═════ Data records ═════
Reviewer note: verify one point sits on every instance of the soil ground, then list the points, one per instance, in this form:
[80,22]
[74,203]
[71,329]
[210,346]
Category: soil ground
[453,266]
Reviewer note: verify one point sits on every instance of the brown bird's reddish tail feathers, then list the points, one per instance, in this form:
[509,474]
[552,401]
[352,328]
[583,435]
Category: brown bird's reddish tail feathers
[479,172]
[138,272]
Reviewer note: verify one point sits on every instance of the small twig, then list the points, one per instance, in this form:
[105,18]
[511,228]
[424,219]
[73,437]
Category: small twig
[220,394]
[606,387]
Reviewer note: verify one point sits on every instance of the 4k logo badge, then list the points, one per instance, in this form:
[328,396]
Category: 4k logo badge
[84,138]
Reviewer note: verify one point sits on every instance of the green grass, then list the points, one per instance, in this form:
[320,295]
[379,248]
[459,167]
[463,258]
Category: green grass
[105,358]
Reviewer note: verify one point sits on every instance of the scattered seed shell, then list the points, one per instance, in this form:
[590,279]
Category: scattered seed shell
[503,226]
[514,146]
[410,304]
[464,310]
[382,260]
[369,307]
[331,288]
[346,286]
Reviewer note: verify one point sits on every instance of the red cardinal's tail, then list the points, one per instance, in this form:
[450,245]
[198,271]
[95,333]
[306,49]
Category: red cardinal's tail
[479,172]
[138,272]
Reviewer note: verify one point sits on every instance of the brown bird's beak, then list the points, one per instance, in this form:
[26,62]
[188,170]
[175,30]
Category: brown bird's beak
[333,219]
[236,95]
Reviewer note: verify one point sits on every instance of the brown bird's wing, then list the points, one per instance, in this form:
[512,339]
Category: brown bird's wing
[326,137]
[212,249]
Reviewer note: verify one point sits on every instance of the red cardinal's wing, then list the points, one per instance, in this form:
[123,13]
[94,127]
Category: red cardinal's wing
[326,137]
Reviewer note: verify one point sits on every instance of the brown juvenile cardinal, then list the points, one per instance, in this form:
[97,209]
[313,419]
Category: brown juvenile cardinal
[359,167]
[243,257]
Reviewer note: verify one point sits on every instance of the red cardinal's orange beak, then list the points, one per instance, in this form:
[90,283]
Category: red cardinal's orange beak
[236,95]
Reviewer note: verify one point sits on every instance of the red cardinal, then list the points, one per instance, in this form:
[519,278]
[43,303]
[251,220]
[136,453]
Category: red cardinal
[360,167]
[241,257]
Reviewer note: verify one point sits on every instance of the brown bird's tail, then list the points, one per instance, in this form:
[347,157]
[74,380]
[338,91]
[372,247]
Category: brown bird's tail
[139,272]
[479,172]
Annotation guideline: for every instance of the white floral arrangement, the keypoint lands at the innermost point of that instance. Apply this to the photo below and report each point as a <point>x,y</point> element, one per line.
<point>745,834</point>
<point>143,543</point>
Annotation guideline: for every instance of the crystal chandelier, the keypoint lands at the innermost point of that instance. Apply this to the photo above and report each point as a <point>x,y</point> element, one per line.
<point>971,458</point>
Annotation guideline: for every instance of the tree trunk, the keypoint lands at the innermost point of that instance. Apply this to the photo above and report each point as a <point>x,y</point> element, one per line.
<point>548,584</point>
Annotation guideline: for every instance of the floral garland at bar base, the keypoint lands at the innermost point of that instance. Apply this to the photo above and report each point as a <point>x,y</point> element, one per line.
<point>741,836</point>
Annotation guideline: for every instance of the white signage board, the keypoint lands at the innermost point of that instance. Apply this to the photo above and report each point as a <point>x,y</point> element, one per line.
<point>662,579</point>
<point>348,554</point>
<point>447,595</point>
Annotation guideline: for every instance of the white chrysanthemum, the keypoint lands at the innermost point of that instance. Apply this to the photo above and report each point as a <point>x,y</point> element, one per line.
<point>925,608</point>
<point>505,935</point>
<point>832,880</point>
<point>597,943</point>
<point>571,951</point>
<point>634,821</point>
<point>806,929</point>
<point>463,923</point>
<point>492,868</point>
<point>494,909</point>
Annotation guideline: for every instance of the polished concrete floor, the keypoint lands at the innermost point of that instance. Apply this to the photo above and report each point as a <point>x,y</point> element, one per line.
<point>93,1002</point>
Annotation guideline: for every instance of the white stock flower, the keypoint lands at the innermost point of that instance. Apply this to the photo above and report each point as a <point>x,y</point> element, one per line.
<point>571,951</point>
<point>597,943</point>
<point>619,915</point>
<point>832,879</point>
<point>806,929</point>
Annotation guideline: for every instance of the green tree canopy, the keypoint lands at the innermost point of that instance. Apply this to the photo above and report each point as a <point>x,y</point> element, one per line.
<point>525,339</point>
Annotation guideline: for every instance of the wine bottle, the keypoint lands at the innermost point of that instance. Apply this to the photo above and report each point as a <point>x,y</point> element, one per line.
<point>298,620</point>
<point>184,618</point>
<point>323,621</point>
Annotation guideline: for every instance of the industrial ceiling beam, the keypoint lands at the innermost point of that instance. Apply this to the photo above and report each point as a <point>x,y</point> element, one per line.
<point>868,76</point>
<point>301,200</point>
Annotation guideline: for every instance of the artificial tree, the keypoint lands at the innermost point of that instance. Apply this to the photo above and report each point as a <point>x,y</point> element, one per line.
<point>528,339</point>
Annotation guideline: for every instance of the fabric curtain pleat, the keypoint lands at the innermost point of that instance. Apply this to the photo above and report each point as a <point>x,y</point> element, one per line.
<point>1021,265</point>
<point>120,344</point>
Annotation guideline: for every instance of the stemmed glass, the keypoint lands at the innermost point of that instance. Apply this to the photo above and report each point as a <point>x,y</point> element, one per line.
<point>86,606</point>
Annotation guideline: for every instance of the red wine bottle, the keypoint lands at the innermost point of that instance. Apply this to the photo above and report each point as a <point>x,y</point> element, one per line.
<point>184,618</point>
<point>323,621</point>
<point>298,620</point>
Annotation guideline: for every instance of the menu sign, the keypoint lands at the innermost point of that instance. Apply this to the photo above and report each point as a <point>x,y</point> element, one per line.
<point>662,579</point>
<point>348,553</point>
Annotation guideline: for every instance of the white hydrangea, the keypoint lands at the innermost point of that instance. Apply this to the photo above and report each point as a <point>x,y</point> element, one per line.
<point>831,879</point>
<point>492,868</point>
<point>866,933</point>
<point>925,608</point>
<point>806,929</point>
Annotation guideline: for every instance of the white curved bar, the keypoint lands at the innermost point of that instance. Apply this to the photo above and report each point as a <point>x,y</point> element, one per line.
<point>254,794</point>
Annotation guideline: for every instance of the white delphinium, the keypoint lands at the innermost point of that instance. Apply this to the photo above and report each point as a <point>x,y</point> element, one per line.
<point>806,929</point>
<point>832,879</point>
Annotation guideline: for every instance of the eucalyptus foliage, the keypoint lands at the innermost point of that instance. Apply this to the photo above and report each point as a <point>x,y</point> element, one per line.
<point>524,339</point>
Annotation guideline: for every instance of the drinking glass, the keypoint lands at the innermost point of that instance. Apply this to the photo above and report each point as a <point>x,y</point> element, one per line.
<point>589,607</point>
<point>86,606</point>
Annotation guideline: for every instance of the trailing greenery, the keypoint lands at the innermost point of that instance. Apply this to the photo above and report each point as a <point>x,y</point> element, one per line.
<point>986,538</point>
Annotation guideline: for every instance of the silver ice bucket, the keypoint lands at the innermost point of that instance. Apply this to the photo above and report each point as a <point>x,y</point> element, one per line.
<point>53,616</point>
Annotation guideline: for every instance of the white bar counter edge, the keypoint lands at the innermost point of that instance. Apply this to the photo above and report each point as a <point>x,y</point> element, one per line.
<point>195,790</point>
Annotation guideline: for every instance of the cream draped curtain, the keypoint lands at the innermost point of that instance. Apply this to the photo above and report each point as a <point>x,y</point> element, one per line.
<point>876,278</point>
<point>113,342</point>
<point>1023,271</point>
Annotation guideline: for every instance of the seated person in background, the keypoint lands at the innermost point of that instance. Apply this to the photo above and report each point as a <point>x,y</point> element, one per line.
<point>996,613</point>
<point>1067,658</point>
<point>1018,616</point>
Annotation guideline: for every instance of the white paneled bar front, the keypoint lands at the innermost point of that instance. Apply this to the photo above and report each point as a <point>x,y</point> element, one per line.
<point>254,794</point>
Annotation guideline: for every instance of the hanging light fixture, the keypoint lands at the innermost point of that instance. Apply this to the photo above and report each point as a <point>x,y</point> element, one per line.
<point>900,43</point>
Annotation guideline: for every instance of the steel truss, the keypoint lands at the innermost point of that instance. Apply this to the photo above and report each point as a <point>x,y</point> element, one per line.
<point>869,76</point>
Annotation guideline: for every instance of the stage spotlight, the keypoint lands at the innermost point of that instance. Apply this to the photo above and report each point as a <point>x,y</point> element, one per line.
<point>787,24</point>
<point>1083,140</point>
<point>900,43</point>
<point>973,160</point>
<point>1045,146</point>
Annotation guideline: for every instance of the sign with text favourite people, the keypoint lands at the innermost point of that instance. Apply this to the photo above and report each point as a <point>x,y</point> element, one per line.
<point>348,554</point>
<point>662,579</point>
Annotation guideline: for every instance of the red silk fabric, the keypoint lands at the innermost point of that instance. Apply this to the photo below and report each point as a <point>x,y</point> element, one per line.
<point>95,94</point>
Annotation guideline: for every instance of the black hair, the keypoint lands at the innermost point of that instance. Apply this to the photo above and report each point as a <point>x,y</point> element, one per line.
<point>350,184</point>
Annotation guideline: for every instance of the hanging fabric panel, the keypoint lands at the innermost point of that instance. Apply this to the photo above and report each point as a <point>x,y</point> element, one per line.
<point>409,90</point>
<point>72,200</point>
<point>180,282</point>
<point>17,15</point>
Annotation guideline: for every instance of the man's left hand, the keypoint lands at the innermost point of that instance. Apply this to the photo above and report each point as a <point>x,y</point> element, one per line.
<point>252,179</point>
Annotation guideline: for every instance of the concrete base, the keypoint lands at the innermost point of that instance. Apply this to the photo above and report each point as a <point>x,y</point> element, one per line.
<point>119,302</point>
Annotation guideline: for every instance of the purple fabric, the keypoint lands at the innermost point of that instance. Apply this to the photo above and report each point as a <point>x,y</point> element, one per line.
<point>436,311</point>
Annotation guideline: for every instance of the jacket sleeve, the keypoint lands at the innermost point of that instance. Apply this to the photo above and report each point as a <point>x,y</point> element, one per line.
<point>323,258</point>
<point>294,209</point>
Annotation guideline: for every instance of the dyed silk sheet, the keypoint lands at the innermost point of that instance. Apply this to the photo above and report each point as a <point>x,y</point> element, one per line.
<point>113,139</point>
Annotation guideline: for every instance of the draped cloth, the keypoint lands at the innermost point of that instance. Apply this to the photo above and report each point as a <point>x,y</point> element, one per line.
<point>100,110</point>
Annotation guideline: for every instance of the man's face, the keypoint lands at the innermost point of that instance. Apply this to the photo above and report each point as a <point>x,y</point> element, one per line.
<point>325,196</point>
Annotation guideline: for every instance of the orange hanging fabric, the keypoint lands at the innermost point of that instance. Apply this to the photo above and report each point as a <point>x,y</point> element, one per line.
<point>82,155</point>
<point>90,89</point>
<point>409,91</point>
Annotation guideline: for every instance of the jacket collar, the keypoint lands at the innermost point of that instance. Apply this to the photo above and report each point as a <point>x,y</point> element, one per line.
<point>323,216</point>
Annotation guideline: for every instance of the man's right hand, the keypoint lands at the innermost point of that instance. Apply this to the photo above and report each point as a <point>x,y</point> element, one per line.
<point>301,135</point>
═════
Return the lines from the line containing "Annotation guideline: for every instance of the man's right" to the end of the entries above, exactly as they appear and with no other output.

Task result:
Annotation guideline: for every instance of the man's right hand, the keypoint lands at the innermost point of that instance. Apply this to the photo above and report each point as a <point>x,y</point> element, one per line.
<point>301,135</point>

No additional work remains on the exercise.